■ **Required work**
Pick every line out of the entries below that holds the string "bicycle", and report them.
*** Opening of Records provided ***
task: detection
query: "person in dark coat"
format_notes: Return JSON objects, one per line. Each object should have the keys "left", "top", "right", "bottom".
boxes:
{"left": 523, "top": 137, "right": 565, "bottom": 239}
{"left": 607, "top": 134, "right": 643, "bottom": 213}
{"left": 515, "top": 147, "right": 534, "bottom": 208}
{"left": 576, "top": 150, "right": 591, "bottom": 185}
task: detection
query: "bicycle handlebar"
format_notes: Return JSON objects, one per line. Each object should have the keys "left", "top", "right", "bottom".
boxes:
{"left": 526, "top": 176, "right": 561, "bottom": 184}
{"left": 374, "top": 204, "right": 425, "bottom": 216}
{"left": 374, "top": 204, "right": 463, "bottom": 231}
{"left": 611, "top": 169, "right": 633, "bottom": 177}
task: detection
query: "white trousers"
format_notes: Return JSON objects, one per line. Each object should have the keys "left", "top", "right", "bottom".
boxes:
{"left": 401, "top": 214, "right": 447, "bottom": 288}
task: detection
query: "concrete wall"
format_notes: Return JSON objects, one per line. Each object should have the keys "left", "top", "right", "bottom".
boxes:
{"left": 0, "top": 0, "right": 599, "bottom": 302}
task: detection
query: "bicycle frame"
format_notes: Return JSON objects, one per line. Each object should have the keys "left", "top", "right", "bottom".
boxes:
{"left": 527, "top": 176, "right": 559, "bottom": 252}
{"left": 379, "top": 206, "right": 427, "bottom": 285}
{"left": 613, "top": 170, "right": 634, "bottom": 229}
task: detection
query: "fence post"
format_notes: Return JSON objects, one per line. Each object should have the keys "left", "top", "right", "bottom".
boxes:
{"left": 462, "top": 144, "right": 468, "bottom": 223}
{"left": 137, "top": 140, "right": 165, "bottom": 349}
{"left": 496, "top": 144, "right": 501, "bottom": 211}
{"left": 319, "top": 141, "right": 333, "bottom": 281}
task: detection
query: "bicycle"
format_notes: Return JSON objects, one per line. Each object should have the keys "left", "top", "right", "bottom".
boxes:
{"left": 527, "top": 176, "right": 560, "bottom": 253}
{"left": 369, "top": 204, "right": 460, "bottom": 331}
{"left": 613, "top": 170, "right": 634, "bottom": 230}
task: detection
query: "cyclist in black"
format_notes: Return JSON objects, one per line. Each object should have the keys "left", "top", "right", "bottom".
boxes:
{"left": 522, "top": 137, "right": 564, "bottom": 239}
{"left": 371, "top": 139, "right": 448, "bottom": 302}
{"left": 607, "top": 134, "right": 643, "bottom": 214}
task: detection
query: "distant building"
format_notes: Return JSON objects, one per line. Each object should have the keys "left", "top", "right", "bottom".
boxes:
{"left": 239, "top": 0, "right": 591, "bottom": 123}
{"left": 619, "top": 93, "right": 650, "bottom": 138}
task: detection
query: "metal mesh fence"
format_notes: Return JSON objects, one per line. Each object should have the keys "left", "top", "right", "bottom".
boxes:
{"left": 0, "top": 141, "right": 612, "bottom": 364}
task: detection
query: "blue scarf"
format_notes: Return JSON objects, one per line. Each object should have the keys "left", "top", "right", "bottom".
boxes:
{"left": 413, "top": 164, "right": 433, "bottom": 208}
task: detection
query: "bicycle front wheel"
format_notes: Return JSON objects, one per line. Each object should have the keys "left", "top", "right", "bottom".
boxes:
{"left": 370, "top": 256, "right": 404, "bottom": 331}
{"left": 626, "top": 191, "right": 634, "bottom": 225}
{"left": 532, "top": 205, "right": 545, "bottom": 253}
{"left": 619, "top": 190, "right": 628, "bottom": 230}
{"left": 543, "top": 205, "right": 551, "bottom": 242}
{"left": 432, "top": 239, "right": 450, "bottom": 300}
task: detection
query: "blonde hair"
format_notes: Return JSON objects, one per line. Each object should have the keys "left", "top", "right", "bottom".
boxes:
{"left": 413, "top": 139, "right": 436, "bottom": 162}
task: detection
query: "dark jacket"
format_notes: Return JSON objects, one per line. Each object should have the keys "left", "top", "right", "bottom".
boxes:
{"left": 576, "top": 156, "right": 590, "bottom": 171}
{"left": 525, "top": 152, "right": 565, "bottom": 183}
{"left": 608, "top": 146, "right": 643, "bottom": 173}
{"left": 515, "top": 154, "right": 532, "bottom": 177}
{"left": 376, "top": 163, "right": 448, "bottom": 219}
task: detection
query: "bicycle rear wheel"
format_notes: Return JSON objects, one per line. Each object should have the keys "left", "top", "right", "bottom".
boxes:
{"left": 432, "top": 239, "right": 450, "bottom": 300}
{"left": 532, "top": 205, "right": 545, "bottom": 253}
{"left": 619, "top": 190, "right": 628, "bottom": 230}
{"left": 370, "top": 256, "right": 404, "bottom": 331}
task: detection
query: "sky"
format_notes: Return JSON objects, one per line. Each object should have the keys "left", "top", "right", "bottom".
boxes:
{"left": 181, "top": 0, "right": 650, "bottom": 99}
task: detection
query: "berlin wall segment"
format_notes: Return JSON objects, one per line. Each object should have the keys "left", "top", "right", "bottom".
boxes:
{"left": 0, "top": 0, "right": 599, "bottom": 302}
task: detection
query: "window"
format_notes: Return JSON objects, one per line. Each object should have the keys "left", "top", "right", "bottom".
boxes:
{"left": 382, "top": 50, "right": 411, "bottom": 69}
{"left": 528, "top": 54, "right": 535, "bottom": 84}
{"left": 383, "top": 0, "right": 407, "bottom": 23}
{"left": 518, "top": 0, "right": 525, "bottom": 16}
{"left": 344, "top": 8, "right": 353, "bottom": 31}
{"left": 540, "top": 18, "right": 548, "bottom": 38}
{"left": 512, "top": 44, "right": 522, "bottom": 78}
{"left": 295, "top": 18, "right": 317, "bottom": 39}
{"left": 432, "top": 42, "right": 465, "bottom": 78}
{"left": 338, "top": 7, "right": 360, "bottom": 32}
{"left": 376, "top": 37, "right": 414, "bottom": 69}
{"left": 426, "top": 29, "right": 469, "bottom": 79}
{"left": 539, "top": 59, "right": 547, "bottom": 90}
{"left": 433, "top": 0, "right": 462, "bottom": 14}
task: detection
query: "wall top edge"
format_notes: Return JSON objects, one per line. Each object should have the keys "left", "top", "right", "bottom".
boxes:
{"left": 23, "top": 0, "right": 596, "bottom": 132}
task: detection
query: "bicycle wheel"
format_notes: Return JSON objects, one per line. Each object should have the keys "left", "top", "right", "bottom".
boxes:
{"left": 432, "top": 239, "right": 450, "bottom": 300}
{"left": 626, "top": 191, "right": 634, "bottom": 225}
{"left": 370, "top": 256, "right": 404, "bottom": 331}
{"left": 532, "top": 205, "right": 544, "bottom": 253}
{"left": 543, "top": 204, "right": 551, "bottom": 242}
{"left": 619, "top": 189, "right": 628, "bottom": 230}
*** Close of Records provided ***
*** Opening of Records provided ***
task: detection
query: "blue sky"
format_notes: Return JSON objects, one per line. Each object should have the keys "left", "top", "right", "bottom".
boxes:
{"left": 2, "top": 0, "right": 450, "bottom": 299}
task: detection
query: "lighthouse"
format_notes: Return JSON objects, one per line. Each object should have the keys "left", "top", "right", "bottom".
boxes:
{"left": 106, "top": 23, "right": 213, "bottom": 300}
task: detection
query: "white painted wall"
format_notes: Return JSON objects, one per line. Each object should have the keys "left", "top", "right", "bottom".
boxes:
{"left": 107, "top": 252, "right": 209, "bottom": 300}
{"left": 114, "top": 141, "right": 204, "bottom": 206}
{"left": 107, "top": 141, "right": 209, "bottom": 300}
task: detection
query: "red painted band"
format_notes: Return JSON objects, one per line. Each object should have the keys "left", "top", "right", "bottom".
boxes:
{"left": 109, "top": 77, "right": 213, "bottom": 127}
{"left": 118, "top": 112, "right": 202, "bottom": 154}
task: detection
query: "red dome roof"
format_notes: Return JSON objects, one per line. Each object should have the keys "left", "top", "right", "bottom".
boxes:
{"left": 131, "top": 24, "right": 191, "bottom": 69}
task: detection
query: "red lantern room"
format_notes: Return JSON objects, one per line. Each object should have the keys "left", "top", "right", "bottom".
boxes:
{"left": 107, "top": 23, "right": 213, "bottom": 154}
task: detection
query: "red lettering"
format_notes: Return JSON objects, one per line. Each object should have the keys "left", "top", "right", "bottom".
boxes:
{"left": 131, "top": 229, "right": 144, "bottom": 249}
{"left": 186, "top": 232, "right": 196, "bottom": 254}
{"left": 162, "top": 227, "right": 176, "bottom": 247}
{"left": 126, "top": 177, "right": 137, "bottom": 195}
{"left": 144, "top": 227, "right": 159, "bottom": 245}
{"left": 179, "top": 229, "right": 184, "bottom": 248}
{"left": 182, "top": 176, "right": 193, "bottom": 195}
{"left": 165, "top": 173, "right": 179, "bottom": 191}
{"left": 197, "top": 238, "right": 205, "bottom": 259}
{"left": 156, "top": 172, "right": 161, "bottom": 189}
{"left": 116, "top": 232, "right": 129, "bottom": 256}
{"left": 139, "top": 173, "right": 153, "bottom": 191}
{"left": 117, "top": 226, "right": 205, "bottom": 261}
*** Close of Records provided ***
■ **Output**
query: "bicycle handlebar"
query: "bicycle frame"
query: "bicycle"
query: "bicycle front wheel"
query: "bicycle rear wheel"
query: "bicycle wheel"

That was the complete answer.